■ Exercise goal ■
Transcribe every entry exactly, with nothing added or left out.

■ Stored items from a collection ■
········
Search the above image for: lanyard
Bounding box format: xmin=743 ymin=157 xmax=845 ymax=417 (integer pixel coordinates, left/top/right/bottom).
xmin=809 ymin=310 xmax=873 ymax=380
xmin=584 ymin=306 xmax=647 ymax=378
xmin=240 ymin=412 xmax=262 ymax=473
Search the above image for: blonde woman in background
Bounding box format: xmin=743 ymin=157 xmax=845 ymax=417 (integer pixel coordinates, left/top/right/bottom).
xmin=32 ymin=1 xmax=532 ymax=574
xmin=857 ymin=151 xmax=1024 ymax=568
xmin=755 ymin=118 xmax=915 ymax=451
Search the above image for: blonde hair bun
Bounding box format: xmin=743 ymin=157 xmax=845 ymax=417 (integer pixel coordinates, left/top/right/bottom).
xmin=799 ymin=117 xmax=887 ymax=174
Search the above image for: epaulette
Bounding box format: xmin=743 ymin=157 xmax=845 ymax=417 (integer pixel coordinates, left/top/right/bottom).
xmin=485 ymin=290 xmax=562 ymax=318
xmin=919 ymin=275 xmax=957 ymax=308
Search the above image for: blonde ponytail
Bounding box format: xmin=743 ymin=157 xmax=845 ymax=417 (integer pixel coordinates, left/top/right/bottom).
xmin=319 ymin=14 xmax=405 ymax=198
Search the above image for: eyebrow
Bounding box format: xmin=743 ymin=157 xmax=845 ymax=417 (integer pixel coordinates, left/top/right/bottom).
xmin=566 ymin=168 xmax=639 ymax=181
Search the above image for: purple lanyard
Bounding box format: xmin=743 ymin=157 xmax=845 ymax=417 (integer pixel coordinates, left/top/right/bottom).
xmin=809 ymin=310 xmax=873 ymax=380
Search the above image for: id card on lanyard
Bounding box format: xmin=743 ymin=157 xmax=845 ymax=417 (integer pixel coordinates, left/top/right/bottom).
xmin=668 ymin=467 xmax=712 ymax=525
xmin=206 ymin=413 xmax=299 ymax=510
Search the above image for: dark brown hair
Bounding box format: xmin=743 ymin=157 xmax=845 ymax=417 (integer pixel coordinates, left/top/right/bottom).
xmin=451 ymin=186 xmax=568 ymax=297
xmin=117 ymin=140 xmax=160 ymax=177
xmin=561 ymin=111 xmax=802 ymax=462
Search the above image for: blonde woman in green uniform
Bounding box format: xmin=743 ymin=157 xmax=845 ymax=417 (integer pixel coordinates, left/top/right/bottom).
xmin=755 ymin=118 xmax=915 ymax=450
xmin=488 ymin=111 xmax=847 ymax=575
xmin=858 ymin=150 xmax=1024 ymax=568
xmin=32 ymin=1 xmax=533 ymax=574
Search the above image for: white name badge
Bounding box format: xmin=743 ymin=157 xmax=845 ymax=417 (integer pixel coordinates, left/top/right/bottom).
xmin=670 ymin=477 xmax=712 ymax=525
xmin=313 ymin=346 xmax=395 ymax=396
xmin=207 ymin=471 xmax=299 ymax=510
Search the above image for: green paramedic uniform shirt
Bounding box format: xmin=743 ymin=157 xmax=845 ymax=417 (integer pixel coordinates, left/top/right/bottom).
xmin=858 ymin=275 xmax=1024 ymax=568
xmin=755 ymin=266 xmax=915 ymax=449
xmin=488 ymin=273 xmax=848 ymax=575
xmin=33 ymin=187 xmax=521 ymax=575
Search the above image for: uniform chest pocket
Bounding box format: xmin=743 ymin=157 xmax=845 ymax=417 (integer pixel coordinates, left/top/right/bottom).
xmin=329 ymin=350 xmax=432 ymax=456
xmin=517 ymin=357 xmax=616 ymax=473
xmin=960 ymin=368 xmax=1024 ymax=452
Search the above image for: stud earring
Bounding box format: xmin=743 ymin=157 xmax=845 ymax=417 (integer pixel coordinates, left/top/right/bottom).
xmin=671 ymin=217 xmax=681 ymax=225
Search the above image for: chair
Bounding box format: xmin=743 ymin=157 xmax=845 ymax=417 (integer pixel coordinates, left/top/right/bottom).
········
■ Answer to this task ■
Search the above image for: lanyard
Bounding box format: xmin=743 ymin=157 xmax=845 ymax=417 (integer pixel coordinates, left/top/right/bottom).
xmin=809 ymin=310 xmax=873 ymax=380
xmin=584 ymin=306 xmax=647 ymax=378
xmin=240 ymin=412 xmax=262 ymax=473
Search the above image for: blonde woman in background
Bounding box format: xmin=743 ymin=157 xmax=845 ymax=417 (integer pixel coordinates, left/top/right/bottom).
xmin=32 ymin=1 xmax=532 ymax=574
xmin=857 ymin=151 xmax=1024 ymax=568
xmin=755 ymin=118 xmax=915 ymax=451
Search the above image for: blonde hair bun
Bounding box format: xmin=743 ymin=157 xmax=845 ymax=417 (integer pixel coordinates, left/top/right/bottom).
xmin=799 ymin=117 xmax=887 ymax=174
Search the above image for: epaulette
Bounding box format: xmin=743 ymin=157 xmax=845 ymax=417 (integer pixel coordinates, left/top/right/bottom).
xmin=485 ymin=290 xmax=562 ymax=318
xmin=919 ymin=275 xmax=957 ymax=308
Search the above image for: blonde ponytail
Bounding box format: xmin=743 ymin=157 xmax=845 ymax=417 (integer pixel coordinates, left/top/right/bottom).
xmin=319 ymin=14 xmax=405 ymax=198
Search the above image for: eyebrow
Bounding box format: xmin=743 ymin=157 xmax=845 ymax=417 (integer pixel coordinates, left/top/right/bottom).
xmin=566 ymin=168 xmax=639 ymax=181
Search the above image for: purple lanyard
Bounding box format: xmin=743 ymin=157 xmax=845 ymax=417 (integer pixel coordinates, left/top/right/bottom).
xmin=809 ymin=310 xmax=873 ymax=380
Search the above image for: id card on lanyard
Bounding box format: xmin=743 ymin=157 xmax=845 ymax=417 (integer pixel coordinates, left/top/right/bottom).
xmin=668 ymin=467 xmax=712 ymax=525
xmin=206 ymin=413 xmax=299 ymax=510
Search the above image for: dark brown hair
Bounding box format: xmin=743 ymin=157 xmax=845 ymax=417 (integer pixel coordinates, left/top/right/bottom).
xmin=451 ymin=186 xmax=568 ymax=297
xmin=117 ymin=140 xmax=160 ymax=177
xmin=561 ymin=111 xmax=802 ymax=462
Search the above image for: blonde woman in green uniform
Bounding box format: xmin=743 ymin=157 xmax=845 ymax=417 (integer pixel coordinates, left/top/right/bottom).
xmin=755 ymin=118 xmax=915 ymax=450
xmin=488 ymin=111 xmax=847 ymax=575
xmin=858 ymin=150 xmax=1024 ymax=568
xmin=32 ymin=1 xmax=533 ymax=574
Search the above image for: white name badge
Bounding box format: xmin=743 ymin=157 xmax=845 ymax=417 (integer pixel coordinates, left/top/right/bottom).
xmin=670 ymin=477 xmax=712 ymax=525
xmin=313 ymin=346 xmax=395 ymax=396
xmin=207 ymin=471 xmax=299 ymax=510
Search the above image for: green paramedic uniform shirt
Bounding box format: xmin=743 ymin=157 xmax=845 ymax=417 (integer pixel coordinates, left/top/right/bottom).
xmin=858 ymin=275 xmax=1024 ymax=568
xmin=755 ymin=266 xmax=915 ymax=449
xmin=488 ymin=273 xmax=848 ymax=575
xmin=33 ymin=187 xmax=521 ymax=575
Search the above image for: uniform chest pocket
Bounding box format: xmin=743 ymin=157 xmax=845 ymax=417 (integer pixel coordinates, left/top/right/bottom).
xmin=329 ymin=350 xmax=432 ymax=456
xmin=517 ymin=357 xmax=616 ymax=473
xmin=960 ymin=368 xmax=1024 ymax=452
Search the above image for: stud earring
Bounding box format: xmin=743 ymin=157 xmax=845 ymax=417 (integer pixel coordinates, left/top/right/bottom).
xmin=671 ymin=217 xmax=681 ymax=225
Search the above image for: chair
Bounding box format: xmin=743 ymin=157 xmax=845 ymax=417 (integer pixel coordinates, left/top/right/bottom).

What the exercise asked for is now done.